- **DATA PROVIDED**
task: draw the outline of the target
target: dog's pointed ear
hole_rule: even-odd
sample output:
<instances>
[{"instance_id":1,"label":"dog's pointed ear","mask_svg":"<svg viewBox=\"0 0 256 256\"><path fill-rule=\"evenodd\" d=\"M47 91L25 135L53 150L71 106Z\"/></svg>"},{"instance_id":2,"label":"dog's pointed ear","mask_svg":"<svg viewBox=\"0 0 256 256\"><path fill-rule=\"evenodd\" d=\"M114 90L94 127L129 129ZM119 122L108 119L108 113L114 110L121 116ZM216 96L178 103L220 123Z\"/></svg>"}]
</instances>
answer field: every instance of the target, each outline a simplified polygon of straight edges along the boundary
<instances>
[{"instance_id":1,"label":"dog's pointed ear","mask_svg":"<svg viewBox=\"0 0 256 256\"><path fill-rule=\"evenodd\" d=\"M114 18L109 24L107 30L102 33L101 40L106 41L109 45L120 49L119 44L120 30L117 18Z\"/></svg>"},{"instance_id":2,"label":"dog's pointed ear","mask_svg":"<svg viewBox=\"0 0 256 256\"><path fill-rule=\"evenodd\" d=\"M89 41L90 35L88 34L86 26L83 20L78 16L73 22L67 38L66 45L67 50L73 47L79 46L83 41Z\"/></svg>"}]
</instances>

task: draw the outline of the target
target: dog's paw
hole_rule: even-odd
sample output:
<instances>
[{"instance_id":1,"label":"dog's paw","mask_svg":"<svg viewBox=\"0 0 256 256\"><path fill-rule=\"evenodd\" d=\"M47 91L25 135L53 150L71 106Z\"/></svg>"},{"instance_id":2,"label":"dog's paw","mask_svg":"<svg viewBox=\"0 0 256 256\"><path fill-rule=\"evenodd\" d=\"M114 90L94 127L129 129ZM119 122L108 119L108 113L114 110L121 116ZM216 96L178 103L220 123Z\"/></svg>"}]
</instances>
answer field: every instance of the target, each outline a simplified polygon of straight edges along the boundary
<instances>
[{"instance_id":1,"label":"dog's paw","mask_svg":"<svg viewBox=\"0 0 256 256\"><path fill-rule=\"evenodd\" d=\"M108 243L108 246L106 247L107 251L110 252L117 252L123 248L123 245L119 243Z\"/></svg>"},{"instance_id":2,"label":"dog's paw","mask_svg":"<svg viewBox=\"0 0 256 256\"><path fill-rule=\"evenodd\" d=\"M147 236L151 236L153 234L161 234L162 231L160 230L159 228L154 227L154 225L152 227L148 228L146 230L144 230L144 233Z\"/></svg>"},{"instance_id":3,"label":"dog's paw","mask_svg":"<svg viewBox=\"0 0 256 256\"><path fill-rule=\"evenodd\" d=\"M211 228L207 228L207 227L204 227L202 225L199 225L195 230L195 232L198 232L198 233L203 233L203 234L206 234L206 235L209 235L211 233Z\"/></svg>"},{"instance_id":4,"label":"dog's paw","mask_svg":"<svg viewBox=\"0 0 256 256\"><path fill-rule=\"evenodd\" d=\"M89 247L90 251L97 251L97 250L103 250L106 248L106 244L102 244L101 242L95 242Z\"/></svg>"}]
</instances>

- **YOUR GOAL**
Copy every line of the rows above that contains the word "pointed", matching case exactly.

- **OUTPUT FOR THIS TASK**
target: dog's pointed ear
[{"instance_id":1,"label":"dog's pointed ear","mask_svg":"<svg viewBox=\"0 0 256 256\"><path fill-rule=\"evenodd\" d=\"M47 91L25 135L53 150L71 106Z\"/></svg>"},{"instance_id":2,"label":"dog's pointed ear","mask_svg":"<svg viewBox=\"0 0 256 256\"><path fill-rule=\"evenodd\" d=\"M114 90L94 127L129 129ZM119 122L108 119L108 113L114 110L121 116ZM216 96L178 103L220 123Z\"/></svg>"}]
[{"instance_id":1,"label":"dog's pointed ear","mask_svg":"<svg viewBox=\"0 0 256 256\"><path fill-rule=\"evenodd\" d=\"M114 18L109 24L107 30L102 33L101 40L106 41L109 45L120 49L119 44L120 30L117 18Z\"/></svg>"},{"instance_id":2,"label":"dog's pointed ear","mask_svg":"<svg viewBox=\"0 0 256 256\"><path fill-rule=\"evenodd\" d=\"M89 41L90 35L88 34L86 26L83 20L78 16L73 22L67 38L66 45L67 50L73 47L79 46L83 41Z\"/></svg>"}]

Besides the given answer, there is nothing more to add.